● **Material provided**
* * *
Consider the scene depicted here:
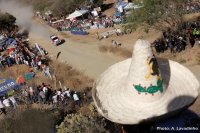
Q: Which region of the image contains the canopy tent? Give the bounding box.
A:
[7,47,15,53]
[115,12,123,17]
[7,38,14,44]
[66,10,88,19]
[0,78,22,96]
[124,2,144,10]
[115,1,128,9]
[52,19,64,24]
[16,73,35,85]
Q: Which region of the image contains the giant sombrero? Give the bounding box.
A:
[92,39,200,124]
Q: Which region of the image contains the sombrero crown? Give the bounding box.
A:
[92,39,199,124]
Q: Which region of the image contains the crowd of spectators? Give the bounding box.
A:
[0,82,83,115]
[182,0,200,14]
[35,10,126,32]
[0,32,85,115]
[0,95,17,115]
[153,21,200,54]
[0,33,52,79]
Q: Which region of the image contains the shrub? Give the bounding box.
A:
[56,102,109,133]
[143,27,149,33]
[34,3,46,12]
[98,45,132,58]
[99,45,108,53]
[179,59,187,64]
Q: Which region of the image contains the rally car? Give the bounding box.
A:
[50,35,61,46]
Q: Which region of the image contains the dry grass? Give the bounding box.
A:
[0,55,94,97]
[49,61,94,93]
[99,45,132,58]
[196,52,200,65]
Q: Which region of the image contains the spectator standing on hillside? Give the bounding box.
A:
[64,88,71,98]
[3,97,11,111]
[22,88,30,102]
[0,99,6,115]
[9,95,18,109]
[73,92,80,107]
[52,90,58,108]
[117,28,122,36]
[39,89,45,104]
[28,86,35,103]
[96,32,100,41]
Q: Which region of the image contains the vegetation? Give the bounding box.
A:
[126,0,187,32]
[0,12,16,32]
[99,45,132,58]
[0,109,56,133]
[56,102,109,133]
[21,0,103,15]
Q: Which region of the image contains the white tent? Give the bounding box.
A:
[45,10,52,16]
[52,19,64,24]
[66,10,88,19]
[124,2,144,10]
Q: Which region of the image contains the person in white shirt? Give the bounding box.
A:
[3,97,11,111]
[43,86,48,94]
[9,95,18,109]
[52,92,58,109]
[73,92,80,107]
[52,94,58,104]
[64,88,71,98]
[117,28,122,36]
[0,99,6,115]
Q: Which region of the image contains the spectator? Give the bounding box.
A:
[22,88,30,102]
[117,28,122,36]
[52,91,58,108]
[9,95,18,109]
[0,99,6,115]
[73,91,80,107]
[64,88,71,98]
[95,32,100,41]
[39,89,45,104]
[126,29,132,35]
[3,97,11,111]
[112,40,121,47]
[28,86,35,103]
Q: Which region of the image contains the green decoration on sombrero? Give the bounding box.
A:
[134,79,163,94]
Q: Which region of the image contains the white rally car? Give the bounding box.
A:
[50,35,61,46]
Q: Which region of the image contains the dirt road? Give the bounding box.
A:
[28,19,200,83]
[29,20,124,79]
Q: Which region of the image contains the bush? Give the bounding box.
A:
[99,45,108,53]
[34,3,47,12]
[143,27,149,33]
[179,59,187,64]
[98,45,132,58]
[56,102,109,133]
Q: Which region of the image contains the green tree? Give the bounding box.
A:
[0,12,16,32]
[125,0,188,31]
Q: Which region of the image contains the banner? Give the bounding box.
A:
[0,78,22,95]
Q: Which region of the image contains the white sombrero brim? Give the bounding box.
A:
[92,58,200,124]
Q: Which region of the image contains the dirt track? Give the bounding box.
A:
[29,19,124,79]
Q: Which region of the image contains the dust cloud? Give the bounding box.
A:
[0,0,51,40]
* * *
● **What to work on**
From the entries above, give again exactly the lines running from the line with "Q: Which region of the image contains the vegetation?" to the line with "Q: Which region of the image contains the person"; include both of those lines.

● **Solution to this task**
Q: Which region of the image contains the vegetation? Give the bounding box.
A:
[126,0,187,32]
[0,12,16,32]
[99,45,132,58]
[0,109,56,133]
[56,102,109,133]
[21,0,103,15]
Q: Which region of the image contains the white tent? Give the bounding box.
A:
[45,10,52,16]
[52,19,64,24]
[66,10,88,19]
[124,2,144,10]
Q: Which region of the image contains the person in white shirt? Give the bounding box.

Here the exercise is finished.